Tuesday, January 6, 2026

Microsoft Rust and Copilot

Paul Thurrott (Slashdot):

“My goal is to eliminate every line of C and C++ from Microsoft by 2030,” Microsoft Distinguished Engineer Galen Hunt writes in a post on LinkedIn. “Our strategy is to combine AI and Algorithms to rewrite Microsoft’s largest codebases. Our North Star is ‘1 engineer, 1 month, 1 million lines of code.’ To accomplish this previously unimaginable task, we’ve built a powerful code processing infrastructure. Our algorithmic infrastructure creates a scalable graph over source code at scale. Our AI processing infrastructure then enables us to apply AI agents, guided by algorithms, to make code modifications at scale. The core of this infrastructure is already operating at scale on problems such as code understanding.”

Mayank Parmar (Hacker News):

Microsoft told Windows Latest that the company does not plan to rewrite Windows 11 using AI in Rust, which is a programming language that is more secure than C and C++.

• [Task item]: Please quote the part of the Microsoft Rust post starting with "Mayank Parmar (Hacker" and going on through "than C and C++.", word for word.

• [Material provided]:
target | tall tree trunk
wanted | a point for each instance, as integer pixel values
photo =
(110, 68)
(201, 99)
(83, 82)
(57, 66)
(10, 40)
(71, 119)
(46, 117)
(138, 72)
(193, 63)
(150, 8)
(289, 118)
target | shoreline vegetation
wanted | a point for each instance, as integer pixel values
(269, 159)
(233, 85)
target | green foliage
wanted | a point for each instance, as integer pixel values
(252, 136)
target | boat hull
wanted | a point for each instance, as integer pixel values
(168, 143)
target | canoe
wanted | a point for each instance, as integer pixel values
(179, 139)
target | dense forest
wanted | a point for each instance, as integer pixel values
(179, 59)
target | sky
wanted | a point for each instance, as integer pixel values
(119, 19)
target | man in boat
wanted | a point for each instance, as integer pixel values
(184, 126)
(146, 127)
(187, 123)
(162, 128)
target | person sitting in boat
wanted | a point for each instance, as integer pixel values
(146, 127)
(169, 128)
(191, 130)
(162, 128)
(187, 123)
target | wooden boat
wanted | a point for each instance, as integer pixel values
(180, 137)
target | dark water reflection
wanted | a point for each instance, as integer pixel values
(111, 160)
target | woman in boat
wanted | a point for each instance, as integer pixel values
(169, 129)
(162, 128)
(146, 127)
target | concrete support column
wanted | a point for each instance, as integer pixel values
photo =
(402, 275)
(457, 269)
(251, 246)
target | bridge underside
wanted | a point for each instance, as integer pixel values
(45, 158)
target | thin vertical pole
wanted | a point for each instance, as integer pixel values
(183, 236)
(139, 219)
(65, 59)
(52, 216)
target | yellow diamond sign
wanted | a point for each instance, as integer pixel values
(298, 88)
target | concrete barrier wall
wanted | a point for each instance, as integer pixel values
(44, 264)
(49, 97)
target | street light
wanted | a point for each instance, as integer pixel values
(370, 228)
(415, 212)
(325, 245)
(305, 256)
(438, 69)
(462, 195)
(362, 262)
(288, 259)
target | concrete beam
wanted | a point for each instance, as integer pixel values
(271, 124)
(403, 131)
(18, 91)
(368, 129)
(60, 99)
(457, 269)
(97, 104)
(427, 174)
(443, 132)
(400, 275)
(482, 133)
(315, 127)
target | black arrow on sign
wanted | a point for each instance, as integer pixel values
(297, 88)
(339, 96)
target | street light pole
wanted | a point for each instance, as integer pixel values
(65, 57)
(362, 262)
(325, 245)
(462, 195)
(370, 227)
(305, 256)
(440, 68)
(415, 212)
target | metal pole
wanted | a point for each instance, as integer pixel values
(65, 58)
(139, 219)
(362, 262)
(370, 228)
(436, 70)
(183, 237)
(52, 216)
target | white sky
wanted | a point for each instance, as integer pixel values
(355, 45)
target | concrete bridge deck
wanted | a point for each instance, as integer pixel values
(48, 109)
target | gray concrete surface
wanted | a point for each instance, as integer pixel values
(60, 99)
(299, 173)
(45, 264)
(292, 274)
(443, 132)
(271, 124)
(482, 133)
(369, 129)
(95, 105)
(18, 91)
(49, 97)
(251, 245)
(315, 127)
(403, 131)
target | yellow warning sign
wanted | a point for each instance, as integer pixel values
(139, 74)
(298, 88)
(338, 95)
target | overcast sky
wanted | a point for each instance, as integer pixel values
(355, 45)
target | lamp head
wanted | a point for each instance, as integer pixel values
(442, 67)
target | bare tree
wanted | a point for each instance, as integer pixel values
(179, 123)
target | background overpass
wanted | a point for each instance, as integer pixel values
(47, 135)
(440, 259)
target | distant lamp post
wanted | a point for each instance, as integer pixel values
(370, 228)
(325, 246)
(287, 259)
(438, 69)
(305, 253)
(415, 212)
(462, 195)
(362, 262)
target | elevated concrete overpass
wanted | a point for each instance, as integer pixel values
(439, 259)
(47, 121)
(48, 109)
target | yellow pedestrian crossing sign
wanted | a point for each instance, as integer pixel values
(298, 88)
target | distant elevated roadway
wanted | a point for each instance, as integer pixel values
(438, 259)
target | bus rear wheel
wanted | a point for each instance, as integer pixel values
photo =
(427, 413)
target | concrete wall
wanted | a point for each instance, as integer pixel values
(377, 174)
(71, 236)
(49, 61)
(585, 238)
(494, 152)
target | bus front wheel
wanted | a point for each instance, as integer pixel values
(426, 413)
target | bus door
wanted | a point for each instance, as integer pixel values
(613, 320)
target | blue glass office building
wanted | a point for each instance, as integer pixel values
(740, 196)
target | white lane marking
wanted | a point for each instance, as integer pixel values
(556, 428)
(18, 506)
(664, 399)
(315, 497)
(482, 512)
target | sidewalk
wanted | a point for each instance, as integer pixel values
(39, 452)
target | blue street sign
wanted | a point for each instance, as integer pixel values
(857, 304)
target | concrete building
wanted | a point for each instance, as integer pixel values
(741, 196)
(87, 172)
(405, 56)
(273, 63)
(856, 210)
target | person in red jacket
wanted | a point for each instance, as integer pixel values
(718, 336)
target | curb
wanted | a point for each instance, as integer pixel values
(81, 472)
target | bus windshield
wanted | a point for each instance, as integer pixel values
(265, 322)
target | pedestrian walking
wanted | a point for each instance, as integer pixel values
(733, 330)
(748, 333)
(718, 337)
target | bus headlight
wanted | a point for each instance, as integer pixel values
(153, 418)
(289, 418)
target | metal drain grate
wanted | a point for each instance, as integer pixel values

• [Answer box]:
Mayank Parmar (Hacker News):

Microsoft told Windows Latest that the company does not plan to rewrite Windows 11 using AI in Rust, which is a programming language that is more secure than C and C++.